(Photo object pointing entries)

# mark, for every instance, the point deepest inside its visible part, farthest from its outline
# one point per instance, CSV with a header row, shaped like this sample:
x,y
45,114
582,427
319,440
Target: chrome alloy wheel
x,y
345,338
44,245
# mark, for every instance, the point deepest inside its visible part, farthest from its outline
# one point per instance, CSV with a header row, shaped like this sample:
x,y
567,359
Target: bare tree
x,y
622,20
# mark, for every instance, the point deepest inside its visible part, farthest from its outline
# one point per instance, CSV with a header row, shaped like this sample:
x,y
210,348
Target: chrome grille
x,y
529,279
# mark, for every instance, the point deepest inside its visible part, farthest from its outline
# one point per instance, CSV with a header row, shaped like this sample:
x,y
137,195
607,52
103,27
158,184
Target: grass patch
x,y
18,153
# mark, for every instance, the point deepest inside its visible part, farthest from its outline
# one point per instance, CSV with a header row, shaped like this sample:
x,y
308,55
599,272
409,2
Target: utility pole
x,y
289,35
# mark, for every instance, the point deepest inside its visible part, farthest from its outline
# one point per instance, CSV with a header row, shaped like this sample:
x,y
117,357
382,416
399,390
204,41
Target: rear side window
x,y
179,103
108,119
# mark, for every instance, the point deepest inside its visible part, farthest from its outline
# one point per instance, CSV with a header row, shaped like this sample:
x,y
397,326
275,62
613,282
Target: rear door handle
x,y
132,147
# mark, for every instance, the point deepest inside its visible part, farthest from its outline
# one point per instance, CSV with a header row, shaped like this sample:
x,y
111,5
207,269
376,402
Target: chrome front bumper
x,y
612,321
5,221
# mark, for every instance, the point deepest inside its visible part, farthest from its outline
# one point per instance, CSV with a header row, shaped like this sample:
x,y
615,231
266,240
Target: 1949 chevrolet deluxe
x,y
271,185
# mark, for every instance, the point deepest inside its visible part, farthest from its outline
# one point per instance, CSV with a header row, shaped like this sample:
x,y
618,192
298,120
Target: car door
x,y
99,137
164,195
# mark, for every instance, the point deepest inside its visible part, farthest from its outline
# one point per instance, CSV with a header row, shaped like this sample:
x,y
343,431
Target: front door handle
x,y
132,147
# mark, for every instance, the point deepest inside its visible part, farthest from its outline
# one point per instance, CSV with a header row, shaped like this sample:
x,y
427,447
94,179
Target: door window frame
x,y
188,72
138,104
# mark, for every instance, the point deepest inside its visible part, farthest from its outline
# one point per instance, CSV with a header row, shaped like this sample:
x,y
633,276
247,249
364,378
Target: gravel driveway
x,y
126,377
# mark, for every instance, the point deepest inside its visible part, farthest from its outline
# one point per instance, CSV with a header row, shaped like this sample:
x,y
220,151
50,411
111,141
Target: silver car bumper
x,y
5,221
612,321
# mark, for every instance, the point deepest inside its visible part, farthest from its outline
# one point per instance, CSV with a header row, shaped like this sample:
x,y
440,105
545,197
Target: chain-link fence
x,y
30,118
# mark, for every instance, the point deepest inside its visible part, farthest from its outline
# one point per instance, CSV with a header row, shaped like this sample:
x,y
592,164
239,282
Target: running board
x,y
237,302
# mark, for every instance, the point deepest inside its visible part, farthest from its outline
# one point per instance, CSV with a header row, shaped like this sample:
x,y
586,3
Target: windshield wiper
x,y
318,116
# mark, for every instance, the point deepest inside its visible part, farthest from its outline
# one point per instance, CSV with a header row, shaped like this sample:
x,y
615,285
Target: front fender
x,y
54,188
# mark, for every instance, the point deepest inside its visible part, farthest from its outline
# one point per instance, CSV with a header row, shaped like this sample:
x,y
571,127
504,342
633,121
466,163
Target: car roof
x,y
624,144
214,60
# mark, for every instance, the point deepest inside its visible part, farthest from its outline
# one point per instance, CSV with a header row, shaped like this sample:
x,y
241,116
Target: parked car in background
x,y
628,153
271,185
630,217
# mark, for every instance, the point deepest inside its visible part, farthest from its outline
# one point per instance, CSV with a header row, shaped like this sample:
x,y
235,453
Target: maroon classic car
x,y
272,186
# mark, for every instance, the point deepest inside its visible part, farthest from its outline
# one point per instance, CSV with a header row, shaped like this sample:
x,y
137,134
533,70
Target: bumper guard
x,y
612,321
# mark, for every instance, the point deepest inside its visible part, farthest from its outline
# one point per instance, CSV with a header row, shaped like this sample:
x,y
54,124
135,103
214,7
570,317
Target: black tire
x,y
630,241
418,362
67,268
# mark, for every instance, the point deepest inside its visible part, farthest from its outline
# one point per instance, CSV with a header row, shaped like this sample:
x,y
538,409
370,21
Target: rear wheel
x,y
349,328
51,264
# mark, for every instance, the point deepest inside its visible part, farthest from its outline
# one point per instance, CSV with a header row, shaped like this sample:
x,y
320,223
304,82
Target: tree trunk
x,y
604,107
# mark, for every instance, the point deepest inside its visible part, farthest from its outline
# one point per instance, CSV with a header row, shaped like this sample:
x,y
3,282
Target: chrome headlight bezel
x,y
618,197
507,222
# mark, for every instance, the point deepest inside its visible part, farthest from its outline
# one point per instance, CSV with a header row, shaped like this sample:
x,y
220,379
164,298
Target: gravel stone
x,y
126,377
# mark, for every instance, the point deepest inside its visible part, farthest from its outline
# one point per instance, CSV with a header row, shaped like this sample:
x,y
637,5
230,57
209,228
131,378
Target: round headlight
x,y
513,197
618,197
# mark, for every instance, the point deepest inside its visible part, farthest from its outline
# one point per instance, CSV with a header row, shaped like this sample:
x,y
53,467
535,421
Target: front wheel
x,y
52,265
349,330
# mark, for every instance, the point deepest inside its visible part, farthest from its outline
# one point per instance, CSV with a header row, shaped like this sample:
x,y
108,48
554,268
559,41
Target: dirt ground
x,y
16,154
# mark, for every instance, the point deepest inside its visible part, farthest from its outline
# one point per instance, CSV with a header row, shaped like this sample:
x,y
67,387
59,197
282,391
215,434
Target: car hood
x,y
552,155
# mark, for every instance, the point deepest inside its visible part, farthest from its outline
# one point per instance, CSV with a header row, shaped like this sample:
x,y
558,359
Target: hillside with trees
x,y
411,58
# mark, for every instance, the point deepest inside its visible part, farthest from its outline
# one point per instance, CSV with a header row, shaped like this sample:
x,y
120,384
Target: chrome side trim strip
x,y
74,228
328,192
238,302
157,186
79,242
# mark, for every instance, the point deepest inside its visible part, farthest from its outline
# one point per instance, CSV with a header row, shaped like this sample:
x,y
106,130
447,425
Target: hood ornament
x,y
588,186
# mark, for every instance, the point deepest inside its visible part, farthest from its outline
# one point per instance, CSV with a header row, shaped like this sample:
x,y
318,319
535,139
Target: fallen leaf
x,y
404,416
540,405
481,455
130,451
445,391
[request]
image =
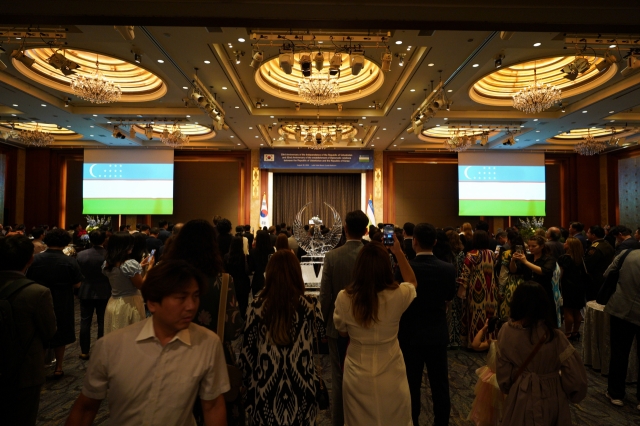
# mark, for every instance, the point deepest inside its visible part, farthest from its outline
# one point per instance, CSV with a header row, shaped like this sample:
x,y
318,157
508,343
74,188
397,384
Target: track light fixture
x,y
319,61
386,61
59,61
286,60
19,55
356,59
305,64
256,59
335,64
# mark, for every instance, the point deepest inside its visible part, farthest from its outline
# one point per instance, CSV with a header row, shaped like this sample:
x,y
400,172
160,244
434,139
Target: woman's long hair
x,y
283,286
119,249
530,304
371,274
575,250
197,244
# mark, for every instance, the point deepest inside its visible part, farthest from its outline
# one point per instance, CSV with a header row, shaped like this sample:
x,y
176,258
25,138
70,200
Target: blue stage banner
x,y
334,159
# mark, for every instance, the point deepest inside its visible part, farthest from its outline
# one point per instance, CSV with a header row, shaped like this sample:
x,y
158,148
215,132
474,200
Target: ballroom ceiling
x,y
374,109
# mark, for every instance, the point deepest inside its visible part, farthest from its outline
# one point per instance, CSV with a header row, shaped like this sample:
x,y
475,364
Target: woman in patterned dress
x,y
457,337
507,281
277,349
477,285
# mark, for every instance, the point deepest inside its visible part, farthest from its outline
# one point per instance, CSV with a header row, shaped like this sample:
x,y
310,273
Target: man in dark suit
x,y
407,243
623,239
164,233
95,290
337,272
423,333
35,324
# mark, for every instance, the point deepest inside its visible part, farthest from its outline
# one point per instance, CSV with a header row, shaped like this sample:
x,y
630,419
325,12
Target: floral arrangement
x,y
528,226
96,223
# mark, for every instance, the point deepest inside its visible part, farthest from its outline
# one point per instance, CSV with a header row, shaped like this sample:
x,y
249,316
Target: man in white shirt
x,y
153,370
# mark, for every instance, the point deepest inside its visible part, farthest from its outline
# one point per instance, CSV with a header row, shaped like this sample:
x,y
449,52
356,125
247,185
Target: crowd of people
x,y
170,300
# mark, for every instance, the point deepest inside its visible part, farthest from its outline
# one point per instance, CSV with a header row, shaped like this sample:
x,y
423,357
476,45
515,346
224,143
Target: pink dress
x,y
488,404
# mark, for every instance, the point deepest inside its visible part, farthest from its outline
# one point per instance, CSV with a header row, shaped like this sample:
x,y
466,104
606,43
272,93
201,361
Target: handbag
x,y
322,393
611,282
235,376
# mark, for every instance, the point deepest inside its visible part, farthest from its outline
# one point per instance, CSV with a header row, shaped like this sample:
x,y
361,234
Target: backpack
x,y
11,354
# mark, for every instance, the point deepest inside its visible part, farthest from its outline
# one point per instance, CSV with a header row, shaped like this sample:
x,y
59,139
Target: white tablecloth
x,y
596,346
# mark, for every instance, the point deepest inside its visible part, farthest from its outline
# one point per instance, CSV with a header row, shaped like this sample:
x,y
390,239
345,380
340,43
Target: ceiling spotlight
x,y
305,64
356,59
319,60
256,59
386,61
286,60
21,57
148,131
335,64
609,59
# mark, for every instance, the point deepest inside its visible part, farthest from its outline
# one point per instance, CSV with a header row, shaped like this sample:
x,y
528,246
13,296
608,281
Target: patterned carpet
x,y
58,395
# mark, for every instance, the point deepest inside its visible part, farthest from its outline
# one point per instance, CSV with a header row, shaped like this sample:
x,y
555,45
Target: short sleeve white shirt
x,y
148,384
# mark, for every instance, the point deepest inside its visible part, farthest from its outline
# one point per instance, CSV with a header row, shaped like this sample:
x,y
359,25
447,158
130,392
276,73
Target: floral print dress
x,y
281,380
478,279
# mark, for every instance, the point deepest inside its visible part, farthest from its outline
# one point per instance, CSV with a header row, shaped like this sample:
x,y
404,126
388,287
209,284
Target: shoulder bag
x,y
235,376
322,393
611,282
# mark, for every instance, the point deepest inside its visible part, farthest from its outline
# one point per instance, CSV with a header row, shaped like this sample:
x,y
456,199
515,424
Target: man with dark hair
x,y
597,259
336,274
423,333
95,290
153,370
34,324
623,239
556,248
407,244
164,233
575,230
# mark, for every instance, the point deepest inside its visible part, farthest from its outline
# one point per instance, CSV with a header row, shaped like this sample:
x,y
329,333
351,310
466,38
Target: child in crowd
x,y
488,404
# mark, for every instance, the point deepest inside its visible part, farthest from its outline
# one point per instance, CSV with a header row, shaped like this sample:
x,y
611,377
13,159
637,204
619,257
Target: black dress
x,y
59,273
573,289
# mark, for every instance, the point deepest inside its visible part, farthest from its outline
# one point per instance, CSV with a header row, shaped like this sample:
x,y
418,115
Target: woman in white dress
x,y
125,305
375,388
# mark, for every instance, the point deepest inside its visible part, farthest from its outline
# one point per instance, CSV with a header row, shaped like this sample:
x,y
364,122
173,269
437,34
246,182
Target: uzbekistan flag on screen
x,y
486,190
127,188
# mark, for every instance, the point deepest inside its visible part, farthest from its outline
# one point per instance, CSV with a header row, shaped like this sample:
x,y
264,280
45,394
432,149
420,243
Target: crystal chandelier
x,y
35,137
319,89
174,137
590,146
95,88
457,142
537,97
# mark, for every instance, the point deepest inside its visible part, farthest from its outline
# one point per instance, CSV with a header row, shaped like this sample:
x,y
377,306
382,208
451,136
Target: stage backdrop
x,y
291,191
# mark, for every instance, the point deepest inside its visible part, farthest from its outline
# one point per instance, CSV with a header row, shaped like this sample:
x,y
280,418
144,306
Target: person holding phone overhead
x,y
126,305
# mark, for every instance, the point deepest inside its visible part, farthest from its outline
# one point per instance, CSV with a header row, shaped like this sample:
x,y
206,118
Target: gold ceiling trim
x,y
196,132
58,133
273,80
601,133
498,87
137,83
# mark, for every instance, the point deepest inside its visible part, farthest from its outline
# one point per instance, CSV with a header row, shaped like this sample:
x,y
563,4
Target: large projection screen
x,y
501,184
127,181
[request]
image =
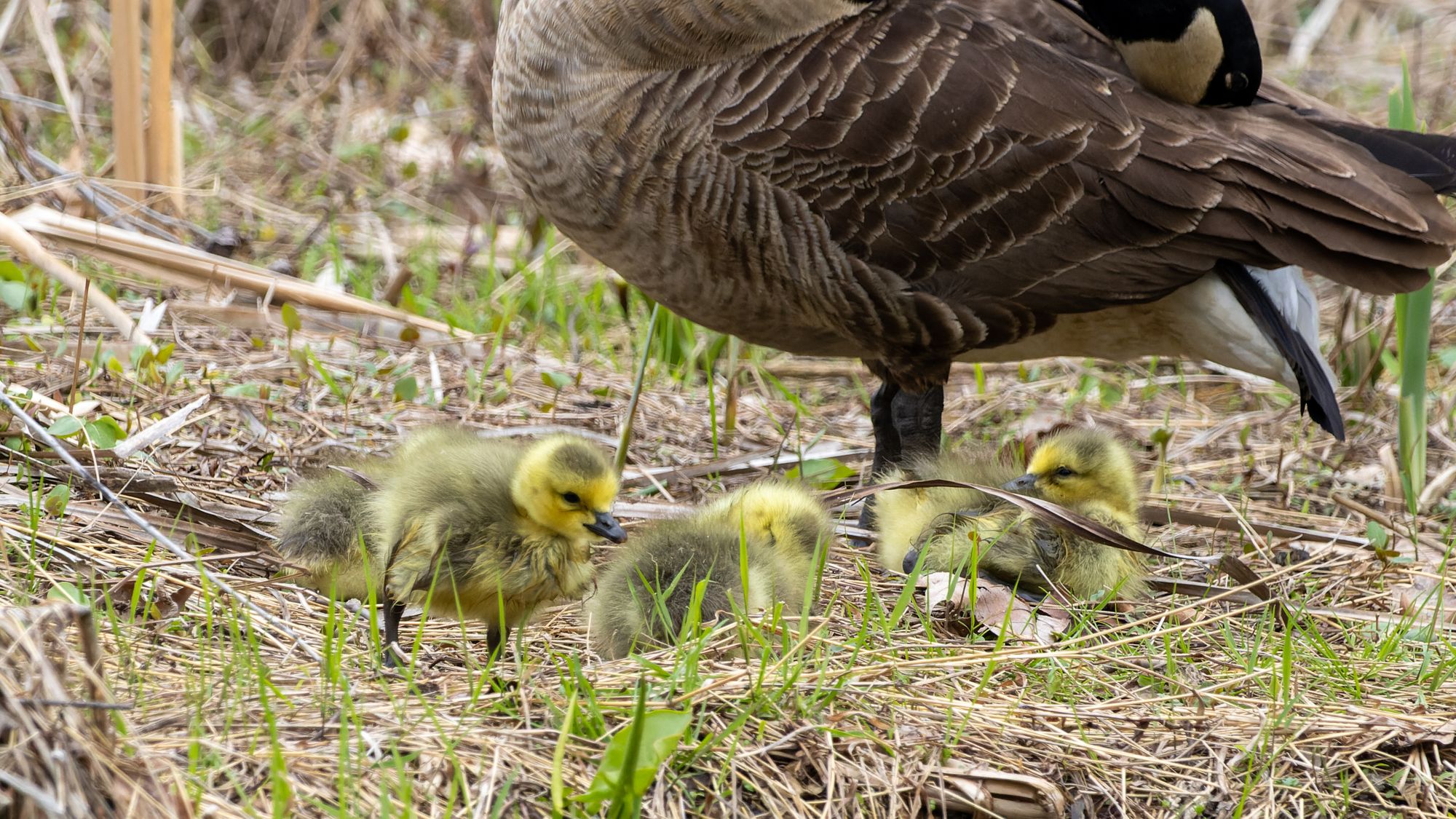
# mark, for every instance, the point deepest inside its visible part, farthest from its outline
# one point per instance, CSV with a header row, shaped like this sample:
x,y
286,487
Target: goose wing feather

### TASK GOAL
Identify every line in the entries above that contains the word "stage", and copy each of those lines in full.

### RESPONSE TO THIS TASK
Target: blue stage banner
Target: stage backdrop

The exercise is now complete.